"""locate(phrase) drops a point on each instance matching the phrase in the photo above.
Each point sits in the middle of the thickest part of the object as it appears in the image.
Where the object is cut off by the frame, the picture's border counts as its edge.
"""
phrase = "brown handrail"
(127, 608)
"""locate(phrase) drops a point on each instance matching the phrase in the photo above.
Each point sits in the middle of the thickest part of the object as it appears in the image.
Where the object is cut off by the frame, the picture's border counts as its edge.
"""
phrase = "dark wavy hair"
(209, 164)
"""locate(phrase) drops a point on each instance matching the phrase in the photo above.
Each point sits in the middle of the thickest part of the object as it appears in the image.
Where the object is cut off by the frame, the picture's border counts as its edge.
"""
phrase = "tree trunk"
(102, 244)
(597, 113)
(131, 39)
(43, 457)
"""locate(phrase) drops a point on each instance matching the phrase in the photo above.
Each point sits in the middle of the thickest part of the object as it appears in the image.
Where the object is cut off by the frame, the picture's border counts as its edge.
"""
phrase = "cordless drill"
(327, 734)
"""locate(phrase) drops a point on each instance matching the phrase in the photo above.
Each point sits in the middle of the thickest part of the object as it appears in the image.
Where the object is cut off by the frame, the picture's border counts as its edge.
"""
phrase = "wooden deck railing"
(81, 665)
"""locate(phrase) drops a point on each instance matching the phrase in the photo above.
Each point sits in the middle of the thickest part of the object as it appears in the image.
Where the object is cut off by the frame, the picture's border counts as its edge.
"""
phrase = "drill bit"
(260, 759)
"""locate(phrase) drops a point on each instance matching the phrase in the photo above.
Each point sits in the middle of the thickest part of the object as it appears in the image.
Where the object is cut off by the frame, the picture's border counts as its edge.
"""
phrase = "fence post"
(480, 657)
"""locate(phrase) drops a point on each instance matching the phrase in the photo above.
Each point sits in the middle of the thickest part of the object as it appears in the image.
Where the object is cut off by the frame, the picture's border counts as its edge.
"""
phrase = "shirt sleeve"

### Task requirements
A verbatim restatement of all the entries above is required.

### Finished exercise
"""locate(phrase) drops a point on each instance matching the phrase in the photo above.
Each point sits in the middle of the thickest part of the object as it appears in the image.
Where the object is cut off by the frame, the picture's border counts as its edge.
"""
phrase = "brown handrail"
(127, 608)
"""locate(phrase) drops a point on each instance matching the phrase in the photo above.
Each point sits in the middle of the thickest part of the object as it appears in the image.
Where the object is cut off by the frame, the picture's border counts as its edge.
"""
phrase = "dark wavy hair"
(209, 164)
"""locate(phrase) drops a point on each instance matching the phrase in the photo above.
Each point sits in the middle of the thickest part of the object as it appears in the image.
Where the object is cut off by the frame, the picture's border counts as its edge.
"""
phrase = "tree trunk"
(102, 244)
(597, 113)
(131, 39)
(43, 457)
"""locate(phrase) drops a point on each instance matching the phrase in the photo above.
Each point sits in the middle of the thickest part of the object as it appears in the image.
Where the object is cut off by the frame, the picture's border counts as its edge.
"""
phrase = "cordless drill"
(327, 734)
"""locate(phrase) drops a point on each instance matching the phrase in the photo above.
Each point sits in the middle of the thickest part of the object as it appears in the image.
Where the object is cut off by the frame, the picture's border counts as its edge.
"""
phrase = "wooden deck railing"
(81, 665)
"""locate(phrase) drops a point on each instance matching the phrase in the photo above.
Each point sits in the middle of the thickest part of the object as it appears in the image.
Where the object is cut off by the frame, the picture's border counts as its edge.
"""
phrase = "drill bit"
(260, 759)
"""locate(phrase) drops a point on each instance matching the phrase in the photo above.
Each point sits in the middle of the thickest part of the object as it appears in the image.
Where the object is cut off by the frame, the picture's border counts as its edge.
"""
phrase = "fence post"
(480, 657)
"""locate(phrase) drops a point on each instance matching the phrase in the photo above.
Each point sits in the middle of the thickest part of the object as it appears in the image.
Where the object is cut off by the frame, the picture's border counts as its edge.
"""
phrase = "shirt sleeve"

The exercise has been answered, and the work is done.